Resume the article on Ahna Skop's cell-division research, picking up after its final sentence.

**Text segment**:
——————————
Ahna Skop

In Search of the Midbody

As colorful as a Venetian glass bead, a Chinese hamster ovary (CHO) cell hovers on a field of black. Created by professor Ahna Skop's lab at the University of Wisconsin-Madison, the image provides a window into cytokinesis, the process by which a eukaryotic cell divides into two daughter cells.

It's a process depicted in every high-school biology textbook, yet still poorly understood on a molecular level. "Cells are successfully dividing all the time in our bodies, which is a miraculous event," says Skop, "and yet we don't really understand how it happens." Her lab investigates the identity and function of the proteins involved in cell division, hoping to understand how membranes in cytokinesis pinch in and turn one cell into two. Because cell division defects are involved in cancer, miscarriages, and aging-related disorders, the work has broad implications for biomedicine.

Finding the Midbody

For a 2004 paper in Science, Skop and her lab isolated and conducted a proteomic analysis of the midbody, a cellular structure present during cytokinesis at the joint between the two new daughter cells, which mediates the cells' final separation. To isolate the midbody, Skop cultured CHO cells, conducting frequent assays to synchronize cell division and identify the appearance of the midbody. Those assays produced this image, which shows a CHO cell in anaphase, about 45 minutes before the midbody developed. Two sets of chromosomes appear in blue, with the microtubules of the mitotic spindle in green, and the actin of the surrounding cytoskeleton in red.

Building the Image

To create these images, Skop first fixes the cells with methanol and glutaraldehyde. She then stains the cells with anti-tubulin, anti-actin, and a fluorescent dye called DAPI. She takes the prepared cells to her microscope, a Zeiss Axiovert, which runs on one of two microscope-based Mac Pros in her lab. "It's all computerized," says Skop, "so the microscope will not run unless the computer is running it." The computer adjusts light and objectives, and the image outputs to her 30-inch Apple Cinema Display.
——————————
**Dataset**:
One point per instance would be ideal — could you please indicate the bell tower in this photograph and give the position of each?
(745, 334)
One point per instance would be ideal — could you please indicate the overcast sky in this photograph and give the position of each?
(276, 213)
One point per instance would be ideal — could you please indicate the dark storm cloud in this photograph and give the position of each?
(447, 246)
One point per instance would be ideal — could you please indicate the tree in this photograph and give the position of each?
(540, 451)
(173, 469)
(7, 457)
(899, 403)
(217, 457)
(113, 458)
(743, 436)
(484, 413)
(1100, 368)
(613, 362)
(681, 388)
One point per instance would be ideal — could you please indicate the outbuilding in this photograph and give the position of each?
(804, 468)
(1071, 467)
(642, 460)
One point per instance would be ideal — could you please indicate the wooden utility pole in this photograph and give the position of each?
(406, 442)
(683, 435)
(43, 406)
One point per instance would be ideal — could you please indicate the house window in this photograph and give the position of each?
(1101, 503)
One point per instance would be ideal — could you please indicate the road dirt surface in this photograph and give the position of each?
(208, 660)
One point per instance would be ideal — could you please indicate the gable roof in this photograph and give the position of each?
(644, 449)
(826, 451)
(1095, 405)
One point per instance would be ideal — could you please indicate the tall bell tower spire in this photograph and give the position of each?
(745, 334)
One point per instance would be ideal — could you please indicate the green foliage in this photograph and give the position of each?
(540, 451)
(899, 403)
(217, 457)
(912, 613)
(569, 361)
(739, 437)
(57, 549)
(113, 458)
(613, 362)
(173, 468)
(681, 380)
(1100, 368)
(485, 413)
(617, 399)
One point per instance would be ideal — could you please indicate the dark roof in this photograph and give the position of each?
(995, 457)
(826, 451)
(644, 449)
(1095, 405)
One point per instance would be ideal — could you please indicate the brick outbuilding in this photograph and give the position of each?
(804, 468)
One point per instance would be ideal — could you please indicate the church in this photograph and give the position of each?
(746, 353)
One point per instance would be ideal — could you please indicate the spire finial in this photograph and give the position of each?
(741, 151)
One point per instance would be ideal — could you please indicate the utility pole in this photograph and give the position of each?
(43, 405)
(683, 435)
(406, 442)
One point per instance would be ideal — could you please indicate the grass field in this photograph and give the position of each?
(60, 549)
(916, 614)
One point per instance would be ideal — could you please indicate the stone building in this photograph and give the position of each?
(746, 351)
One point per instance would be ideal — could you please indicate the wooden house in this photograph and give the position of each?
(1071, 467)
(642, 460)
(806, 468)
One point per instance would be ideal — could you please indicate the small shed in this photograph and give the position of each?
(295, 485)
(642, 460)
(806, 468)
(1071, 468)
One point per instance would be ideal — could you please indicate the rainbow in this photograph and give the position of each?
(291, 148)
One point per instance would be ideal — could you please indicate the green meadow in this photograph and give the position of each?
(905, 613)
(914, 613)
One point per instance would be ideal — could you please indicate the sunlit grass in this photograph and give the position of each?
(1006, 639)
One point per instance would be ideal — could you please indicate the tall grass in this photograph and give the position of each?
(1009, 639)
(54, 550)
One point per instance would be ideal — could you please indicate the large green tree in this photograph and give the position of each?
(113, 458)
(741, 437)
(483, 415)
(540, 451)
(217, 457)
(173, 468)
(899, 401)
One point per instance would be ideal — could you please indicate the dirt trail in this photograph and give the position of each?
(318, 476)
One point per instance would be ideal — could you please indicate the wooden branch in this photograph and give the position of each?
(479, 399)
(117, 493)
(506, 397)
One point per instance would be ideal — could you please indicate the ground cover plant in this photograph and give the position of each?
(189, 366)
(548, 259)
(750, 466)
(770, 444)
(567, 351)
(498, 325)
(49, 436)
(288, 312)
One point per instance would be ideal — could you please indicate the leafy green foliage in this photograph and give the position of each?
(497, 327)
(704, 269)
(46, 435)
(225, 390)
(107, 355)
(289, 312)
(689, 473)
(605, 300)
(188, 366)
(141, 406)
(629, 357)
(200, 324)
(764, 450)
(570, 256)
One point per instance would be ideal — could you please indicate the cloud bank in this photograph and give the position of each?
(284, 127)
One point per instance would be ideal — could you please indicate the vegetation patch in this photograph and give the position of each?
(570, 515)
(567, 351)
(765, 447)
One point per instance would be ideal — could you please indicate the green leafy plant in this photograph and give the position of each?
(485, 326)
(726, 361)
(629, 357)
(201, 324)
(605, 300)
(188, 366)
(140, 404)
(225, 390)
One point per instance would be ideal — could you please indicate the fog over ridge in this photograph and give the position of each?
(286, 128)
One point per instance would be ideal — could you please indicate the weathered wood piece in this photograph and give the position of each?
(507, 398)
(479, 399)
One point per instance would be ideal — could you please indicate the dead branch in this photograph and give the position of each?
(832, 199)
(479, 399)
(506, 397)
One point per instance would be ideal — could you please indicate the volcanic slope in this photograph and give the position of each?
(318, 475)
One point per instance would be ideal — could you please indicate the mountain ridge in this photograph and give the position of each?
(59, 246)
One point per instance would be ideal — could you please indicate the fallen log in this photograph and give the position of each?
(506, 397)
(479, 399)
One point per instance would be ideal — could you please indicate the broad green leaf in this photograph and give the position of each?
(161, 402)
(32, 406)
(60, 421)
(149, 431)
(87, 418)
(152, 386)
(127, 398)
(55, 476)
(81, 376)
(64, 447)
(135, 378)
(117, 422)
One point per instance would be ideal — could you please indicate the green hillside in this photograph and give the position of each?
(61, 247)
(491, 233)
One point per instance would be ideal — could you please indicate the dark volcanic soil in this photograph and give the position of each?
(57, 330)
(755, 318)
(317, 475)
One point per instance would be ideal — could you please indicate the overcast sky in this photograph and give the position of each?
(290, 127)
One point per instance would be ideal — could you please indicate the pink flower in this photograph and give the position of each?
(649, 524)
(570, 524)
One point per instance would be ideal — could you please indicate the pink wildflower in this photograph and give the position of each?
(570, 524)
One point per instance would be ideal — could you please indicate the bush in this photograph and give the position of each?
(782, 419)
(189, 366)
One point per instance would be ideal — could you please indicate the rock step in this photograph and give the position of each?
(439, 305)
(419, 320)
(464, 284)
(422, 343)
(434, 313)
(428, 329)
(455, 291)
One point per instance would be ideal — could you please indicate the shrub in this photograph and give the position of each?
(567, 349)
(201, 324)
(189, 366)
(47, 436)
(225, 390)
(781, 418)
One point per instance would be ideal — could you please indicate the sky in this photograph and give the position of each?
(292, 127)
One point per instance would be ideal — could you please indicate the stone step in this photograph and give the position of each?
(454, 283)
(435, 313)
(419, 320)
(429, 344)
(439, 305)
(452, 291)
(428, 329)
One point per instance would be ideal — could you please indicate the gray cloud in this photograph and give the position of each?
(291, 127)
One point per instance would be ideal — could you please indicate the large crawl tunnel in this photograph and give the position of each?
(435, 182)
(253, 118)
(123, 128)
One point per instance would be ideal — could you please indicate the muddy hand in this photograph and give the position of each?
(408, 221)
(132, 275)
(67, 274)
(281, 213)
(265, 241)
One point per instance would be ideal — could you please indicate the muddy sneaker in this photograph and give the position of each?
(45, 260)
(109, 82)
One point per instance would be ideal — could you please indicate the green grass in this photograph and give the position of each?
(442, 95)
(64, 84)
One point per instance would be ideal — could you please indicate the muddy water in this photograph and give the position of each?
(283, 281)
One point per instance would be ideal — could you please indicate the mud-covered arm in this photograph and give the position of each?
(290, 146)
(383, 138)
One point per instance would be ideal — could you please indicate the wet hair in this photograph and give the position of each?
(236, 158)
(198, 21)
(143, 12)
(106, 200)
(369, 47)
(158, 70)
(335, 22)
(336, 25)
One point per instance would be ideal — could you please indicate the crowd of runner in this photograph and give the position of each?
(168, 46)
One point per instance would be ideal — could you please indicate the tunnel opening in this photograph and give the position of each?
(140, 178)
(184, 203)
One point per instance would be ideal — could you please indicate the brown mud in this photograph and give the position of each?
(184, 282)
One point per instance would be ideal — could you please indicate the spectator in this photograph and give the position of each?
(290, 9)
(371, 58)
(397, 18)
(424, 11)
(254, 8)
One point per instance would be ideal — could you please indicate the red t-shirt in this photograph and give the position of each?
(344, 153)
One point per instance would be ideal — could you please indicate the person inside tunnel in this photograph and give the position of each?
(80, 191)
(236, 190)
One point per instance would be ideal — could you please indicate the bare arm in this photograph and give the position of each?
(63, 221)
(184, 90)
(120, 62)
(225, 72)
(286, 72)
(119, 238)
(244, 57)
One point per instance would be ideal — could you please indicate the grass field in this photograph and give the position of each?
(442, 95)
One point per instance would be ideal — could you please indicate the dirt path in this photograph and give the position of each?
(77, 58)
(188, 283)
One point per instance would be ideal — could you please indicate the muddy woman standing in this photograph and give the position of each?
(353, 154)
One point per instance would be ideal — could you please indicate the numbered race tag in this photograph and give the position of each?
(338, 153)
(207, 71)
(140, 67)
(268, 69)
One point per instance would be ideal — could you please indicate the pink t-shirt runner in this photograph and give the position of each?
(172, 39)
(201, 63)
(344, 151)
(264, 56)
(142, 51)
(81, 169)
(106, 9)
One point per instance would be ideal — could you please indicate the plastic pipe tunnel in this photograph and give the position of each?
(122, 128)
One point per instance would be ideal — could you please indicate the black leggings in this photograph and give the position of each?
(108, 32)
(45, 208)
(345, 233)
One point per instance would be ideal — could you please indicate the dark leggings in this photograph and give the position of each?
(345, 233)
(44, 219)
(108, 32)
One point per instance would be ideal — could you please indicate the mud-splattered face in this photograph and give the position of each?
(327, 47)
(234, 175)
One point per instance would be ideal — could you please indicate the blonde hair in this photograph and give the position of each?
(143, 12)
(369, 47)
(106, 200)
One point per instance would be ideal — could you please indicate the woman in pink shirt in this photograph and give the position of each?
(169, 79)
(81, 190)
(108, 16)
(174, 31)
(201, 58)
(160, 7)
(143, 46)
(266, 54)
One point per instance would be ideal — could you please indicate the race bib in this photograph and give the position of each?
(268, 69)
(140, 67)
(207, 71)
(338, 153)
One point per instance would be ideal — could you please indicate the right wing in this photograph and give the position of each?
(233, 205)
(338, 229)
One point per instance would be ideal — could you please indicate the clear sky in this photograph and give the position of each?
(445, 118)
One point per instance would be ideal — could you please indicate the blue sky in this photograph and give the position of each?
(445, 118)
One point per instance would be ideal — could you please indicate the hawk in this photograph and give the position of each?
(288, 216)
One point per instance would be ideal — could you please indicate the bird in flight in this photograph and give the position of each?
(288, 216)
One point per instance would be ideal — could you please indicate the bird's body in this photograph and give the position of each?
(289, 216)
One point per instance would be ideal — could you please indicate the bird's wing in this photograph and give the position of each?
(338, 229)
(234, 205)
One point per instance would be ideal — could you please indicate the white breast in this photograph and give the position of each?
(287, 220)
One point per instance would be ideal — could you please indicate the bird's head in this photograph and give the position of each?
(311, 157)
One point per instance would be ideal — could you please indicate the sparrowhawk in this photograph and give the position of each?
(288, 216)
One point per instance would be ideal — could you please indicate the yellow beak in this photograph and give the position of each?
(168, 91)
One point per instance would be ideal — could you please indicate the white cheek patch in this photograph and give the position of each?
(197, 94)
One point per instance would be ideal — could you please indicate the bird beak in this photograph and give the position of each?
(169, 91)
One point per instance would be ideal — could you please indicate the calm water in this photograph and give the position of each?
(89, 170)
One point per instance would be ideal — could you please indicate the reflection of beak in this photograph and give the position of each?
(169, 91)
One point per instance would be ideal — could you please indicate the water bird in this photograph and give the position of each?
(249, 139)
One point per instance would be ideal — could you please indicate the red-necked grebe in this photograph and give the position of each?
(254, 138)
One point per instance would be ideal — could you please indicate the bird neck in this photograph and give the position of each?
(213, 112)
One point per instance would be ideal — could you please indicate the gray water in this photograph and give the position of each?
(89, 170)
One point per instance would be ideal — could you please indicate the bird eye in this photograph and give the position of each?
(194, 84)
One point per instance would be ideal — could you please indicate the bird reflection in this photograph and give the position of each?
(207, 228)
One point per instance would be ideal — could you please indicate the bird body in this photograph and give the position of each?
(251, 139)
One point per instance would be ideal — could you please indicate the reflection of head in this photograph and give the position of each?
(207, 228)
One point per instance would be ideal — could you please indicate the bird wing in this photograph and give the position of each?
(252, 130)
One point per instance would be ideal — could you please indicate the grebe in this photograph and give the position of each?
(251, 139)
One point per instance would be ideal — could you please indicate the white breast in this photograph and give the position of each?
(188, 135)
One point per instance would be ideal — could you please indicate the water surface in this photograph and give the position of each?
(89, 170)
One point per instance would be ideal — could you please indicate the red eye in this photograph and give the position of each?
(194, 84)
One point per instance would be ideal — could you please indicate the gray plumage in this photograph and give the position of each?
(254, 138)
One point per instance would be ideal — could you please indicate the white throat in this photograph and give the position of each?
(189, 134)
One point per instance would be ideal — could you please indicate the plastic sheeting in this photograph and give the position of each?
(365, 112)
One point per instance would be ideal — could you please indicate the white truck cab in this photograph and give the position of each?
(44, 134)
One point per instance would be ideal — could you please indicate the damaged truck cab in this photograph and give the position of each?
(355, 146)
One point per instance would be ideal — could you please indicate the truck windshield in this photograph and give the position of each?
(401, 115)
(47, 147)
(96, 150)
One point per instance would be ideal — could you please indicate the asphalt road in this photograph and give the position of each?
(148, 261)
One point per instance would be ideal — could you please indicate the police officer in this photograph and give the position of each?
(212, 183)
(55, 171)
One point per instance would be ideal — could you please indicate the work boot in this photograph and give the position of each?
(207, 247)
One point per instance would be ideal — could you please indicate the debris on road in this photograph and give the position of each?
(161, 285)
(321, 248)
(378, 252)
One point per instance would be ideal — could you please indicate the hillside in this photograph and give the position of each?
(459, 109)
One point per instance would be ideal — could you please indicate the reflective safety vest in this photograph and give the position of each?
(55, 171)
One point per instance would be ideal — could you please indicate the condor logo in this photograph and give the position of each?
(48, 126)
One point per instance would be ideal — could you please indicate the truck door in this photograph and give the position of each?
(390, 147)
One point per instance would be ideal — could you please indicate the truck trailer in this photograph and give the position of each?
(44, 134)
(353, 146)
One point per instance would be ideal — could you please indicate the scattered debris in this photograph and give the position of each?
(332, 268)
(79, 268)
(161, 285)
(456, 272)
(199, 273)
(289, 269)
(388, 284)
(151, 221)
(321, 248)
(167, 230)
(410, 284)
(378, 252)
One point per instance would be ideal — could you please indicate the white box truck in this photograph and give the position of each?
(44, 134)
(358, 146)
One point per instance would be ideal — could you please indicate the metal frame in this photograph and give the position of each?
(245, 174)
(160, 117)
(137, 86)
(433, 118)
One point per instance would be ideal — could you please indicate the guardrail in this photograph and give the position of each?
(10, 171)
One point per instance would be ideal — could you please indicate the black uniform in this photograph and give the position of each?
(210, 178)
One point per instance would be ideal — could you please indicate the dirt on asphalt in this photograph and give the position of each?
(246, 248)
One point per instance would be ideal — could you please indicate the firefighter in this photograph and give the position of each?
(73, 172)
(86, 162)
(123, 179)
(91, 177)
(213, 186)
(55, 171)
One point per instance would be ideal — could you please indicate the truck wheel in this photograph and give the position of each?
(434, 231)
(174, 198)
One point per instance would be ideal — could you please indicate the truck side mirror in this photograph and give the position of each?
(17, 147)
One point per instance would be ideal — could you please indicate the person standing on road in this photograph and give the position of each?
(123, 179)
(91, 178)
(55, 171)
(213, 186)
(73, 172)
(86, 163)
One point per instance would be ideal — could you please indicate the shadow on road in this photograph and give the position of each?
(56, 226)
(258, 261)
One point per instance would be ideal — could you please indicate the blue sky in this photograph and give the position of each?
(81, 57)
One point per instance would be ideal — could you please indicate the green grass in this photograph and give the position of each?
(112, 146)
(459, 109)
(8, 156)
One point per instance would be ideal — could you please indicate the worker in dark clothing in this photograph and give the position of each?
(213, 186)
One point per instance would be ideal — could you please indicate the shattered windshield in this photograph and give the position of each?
——————————
**Exercise output**:
Lasers in the microscope scan over the cell, picking up different pixel intensities corresponding to the various stains. Each pixel intensity comes up in a different channel. Skop uses Openlab software created by Improvision, a Mac-only microscope software program, for this part of the process. "It's like Photoshop but it interfaces directly with the microscope," says Skop, "so it's user-friendly in that regard." She adds false color to the image, a different shade for each wavelentgh that the laser records. Finally, the image is post-processed in Adobe Photoshop.

The Power of Sight

Skop says that she was drawn to science because it rewards her visual way of approaching the world. "I realize I understand through seeing," she says, "and cell biology is just that. You often need a way of making these discoveries by seeing." She's also sensitive to the aesthetic power of the images that science reveals—she describes cell division as "just inherently beautiful." She has installed a gallery of microscopy art on the campus at UW-Madison, and founded a C. elegans art show at the international bi-annual meeting of scientists who study the nematode worm. Expanding the realm of the seen, in other words, isn't just a side effect of Skop's job; it's her passion. "To me," she says, "when you look at a DNA band on a gel, that's not life and living. I want to really see it happening."